━━ 本文 ━━

コンピューターウイルスに感染すると、パソコンを遠隔操作されて掲示板に勝手に書き込みをされるなど犯罪行為の踏み台にされたり、パソコンに保存している重要な個人情報が持ち出されたりするほか、ネットバンキングなどのパスワードが盗まれる危険性もあります。
最近では、大手出版社などアクセス数の多いホームページが改ざんされ、閲覧した人がウイルスに感染するよう仕組まれることもあり、XPの欠陥を狙った攻撃の手法が闇のサイトで売買されることもあるということです。
セキュリティー会社、NRIセキュアテクノロジーズの浅野岳史さんは、「パソコンを家に例えると、壁に穴が開いてもそのまま放置され、そこから財産を持って行かれるような状況だ」と説明します。

それでも使うのなら

XPのサポートが終わったあと、さまざまな事情でXPを使わざるをえない場合、どうすればウイルス感染のリスクを下げることができるのでしょうか。

━━━

» 次の課題:
- A) 本文のうち「コンピューターウイルスに感染すると」で始まる段落を、主な事実を残して短い箇条書きに改めよ。
- B) 本文の「コンピューターウイルスに感染」から「ることができるのでしょうか。」までをすべて、一字も変えずに書き写せ。

━━ 資料 ━━

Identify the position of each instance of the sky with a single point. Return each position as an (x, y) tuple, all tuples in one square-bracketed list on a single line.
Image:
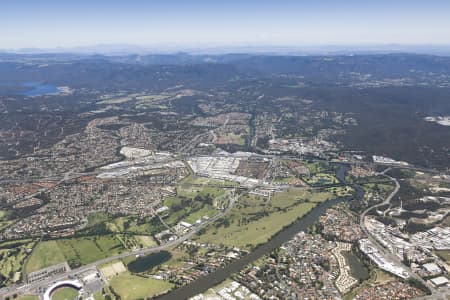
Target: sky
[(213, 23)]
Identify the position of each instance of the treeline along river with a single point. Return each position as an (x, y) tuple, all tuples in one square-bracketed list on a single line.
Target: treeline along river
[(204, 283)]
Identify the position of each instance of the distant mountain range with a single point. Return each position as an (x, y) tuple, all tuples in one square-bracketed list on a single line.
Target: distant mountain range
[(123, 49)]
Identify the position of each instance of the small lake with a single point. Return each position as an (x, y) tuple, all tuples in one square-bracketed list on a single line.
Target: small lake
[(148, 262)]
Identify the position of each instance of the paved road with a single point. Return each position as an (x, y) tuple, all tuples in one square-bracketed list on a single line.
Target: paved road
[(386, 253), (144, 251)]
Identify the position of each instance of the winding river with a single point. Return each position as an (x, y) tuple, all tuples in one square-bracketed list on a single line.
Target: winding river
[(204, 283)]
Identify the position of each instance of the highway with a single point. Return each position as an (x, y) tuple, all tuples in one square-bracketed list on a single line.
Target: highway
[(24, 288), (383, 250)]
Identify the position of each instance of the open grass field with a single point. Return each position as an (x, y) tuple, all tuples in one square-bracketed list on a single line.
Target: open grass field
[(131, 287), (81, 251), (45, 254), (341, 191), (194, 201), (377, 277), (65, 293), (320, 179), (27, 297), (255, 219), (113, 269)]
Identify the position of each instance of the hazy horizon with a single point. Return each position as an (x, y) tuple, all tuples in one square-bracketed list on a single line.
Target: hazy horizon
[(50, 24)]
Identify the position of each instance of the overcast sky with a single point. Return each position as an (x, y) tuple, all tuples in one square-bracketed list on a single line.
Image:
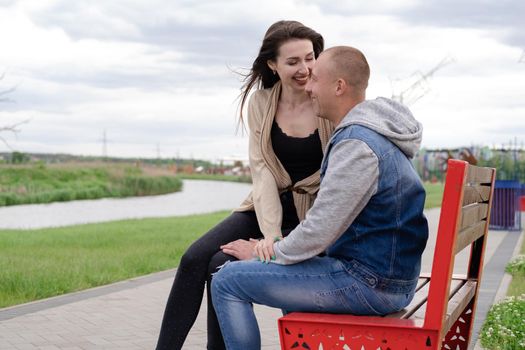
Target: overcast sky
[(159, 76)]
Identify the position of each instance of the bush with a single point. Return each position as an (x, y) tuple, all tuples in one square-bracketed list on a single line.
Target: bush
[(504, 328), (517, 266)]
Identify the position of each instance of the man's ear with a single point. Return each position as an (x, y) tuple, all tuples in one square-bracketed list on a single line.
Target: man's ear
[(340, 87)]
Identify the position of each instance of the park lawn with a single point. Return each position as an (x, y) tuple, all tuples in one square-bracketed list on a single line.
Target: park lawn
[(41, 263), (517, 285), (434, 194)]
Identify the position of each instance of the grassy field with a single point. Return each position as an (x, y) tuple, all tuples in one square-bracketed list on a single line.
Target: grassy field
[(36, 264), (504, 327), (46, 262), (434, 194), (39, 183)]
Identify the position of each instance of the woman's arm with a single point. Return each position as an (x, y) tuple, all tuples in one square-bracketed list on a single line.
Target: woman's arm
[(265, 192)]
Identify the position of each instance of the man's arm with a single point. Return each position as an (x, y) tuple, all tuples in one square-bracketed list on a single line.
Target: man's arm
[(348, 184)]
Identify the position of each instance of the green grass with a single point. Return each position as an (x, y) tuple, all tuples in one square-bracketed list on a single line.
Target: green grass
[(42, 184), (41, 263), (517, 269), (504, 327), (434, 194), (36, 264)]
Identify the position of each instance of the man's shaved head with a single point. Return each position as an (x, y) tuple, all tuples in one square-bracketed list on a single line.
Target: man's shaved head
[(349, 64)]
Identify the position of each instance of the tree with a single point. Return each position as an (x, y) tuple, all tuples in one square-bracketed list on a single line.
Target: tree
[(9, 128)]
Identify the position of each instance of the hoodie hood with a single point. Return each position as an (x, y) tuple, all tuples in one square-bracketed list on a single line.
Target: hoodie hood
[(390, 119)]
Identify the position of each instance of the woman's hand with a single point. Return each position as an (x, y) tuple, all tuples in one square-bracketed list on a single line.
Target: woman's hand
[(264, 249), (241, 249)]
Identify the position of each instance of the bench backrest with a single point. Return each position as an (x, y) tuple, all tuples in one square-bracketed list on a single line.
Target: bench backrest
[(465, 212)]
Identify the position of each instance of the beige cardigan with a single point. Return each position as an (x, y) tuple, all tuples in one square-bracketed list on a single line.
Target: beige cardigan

━━━

» 解答:
- A)
- パソコンを遠隔操作され、掲示板への勝手な書き込みなど犯罪行為の踏み台にされる。
- パソコンに保存している重要な個人情報が持ち出される。
- ネットバンキングなどのパスワードが盗まれる危険性もある。

- B)
コンピューターウイルスに感染すると、パソコンを遠隔操作されて掲示板に勝手に書き込みをされるなど犯罪行為の踏み台にされたり、パソコンに保存している重要な個人情報が持ち出されたりするほか、ネットバンキングなどのパスワードが盗まれる危険性もあります。
最近では、大手出版社などアクセス数の多いホームページが改ざんされ、閲覧した人がウイルスに感染するよう仕組まれることもあり、XPの欠陥を狙った攻撃の手法が闇のサイトで売買されることもあるということです。
セキュリティー会社、NRIセキュアテクノロジーズの浅野岳史さんは、「パソコンを家に例えると、壁に穴が開いてもそのまま放置され、そこから財産を持って行かれるような状況だ」と説明します。

それでも使うのなら

XPのサポートが終わったあと、さまざまな事情でXPを使わざるをえない場合、どうすればウイルス感染のリスクを下げることができるのでしょうか。